Selected extract:

--- --- ---

FDA Approves VPRIV for Treatment in Gaucher's Disease
On February 26 FDA approved velaglucerase alfa for injection (VPRIV) to treat children and adults with a form of the rare genetic disorder Gaucher disease.
Gaucher disease is an autosomal recessive lysosomal storage disorder caused by mutations in the glucocerebrosidase gene. It affects about 1 in 50,000 to 1 in 100,000 people in the general population. A person with Gaucher disease is unable to produce enough of the enzyme glucocerebrosidase. Without this enzyme, harmful amounts of a lipid build up in the liver, spleen, bones, bone marrow and nervous system, preventing cells and organs from working properly.
VPRIV provides long-term enzyme replacement therapy for Type 1 Gaucher disease which is the most common form of the genetic disorder. VPRIV will be an alternative enzyme replacement therapy to Cerezyme (imiglucerase). Cerezyme is currently in short supply.
The safety and effectiveness of VPRIV was assessed in three clinical studies involving 82 patients with Type 1 Gaucher disease ages 4 years and older. The studies included patients who switched to VPRIV after being treated with Cerezyme.
The most common adverse reactions to VPRIV are allergic reactions. Other observed adverse reactions with VPRIV are headache, dizziness, abdominal pain, back pain, joint pain, nausea, fatigue/weakness, fever, and prolongation of activated partial thromboplastin time, a measure of clotting time.

--- --- ---

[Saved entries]

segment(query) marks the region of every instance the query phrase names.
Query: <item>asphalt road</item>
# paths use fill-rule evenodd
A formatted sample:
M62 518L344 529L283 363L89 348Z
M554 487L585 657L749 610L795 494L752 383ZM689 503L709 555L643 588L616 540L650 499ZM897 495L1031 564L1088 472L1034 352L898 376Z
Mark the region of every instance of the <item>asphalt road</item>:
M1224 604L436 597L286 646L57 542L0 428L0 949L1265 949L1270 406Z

--- --- ---

Problem set:
A. According to the VPRIV approval article, how many patients took part in the three clinical studies of VPRIV?
B. Reproduce the VPRIV approval article word for word from "Gaucher disease is an" to "from working properly.".
C. Pick up the VPRIV approval article after its final sentence and continue writing it.

Results by task:
A. 82 patients.

B.
Gaucher disease is an autosomal recessive lysosomal storage disorder caused by mutations in the glucocerebrosidase gene. It affects about 1 in 50,000 to 1 in 100,000 people in the general population. A person with Gaucher disease is unable to produce enough of the enzyme glucocerebrosidase. Without this enzyme, harmful amounts of a lipid build up in the liver, spleen, bones, bone marrow and nervous system, preventing cells and organs from working properly.

C.
VPRIV is manufactured by Shire Human Genetic Therapies Inc. of Cambridge, Mass.
Three types of Gaucher disease
Type 1 is by far the most common. Patients in this group usually bruise easily and experience fatigue due to anemia and low blood platelets. They also have an enlarged liver and spleen, skeletal disorders, and, in some instances, lung and kidney impairment. There are no signs of brain involvement. Symptoms can appear at any age.
Type 2 Gaucher disease patients have liver and spleen enlargement which are apparent by 3 months of age. Patients have extensive and progressive brain damage and usually die by 2 years of age.
Type 3 Guacher patients will have variable liver and spleen enlargement. Signs of brain involvement such as seizures gradually become apparent.
This page is updated on May 12, 2013.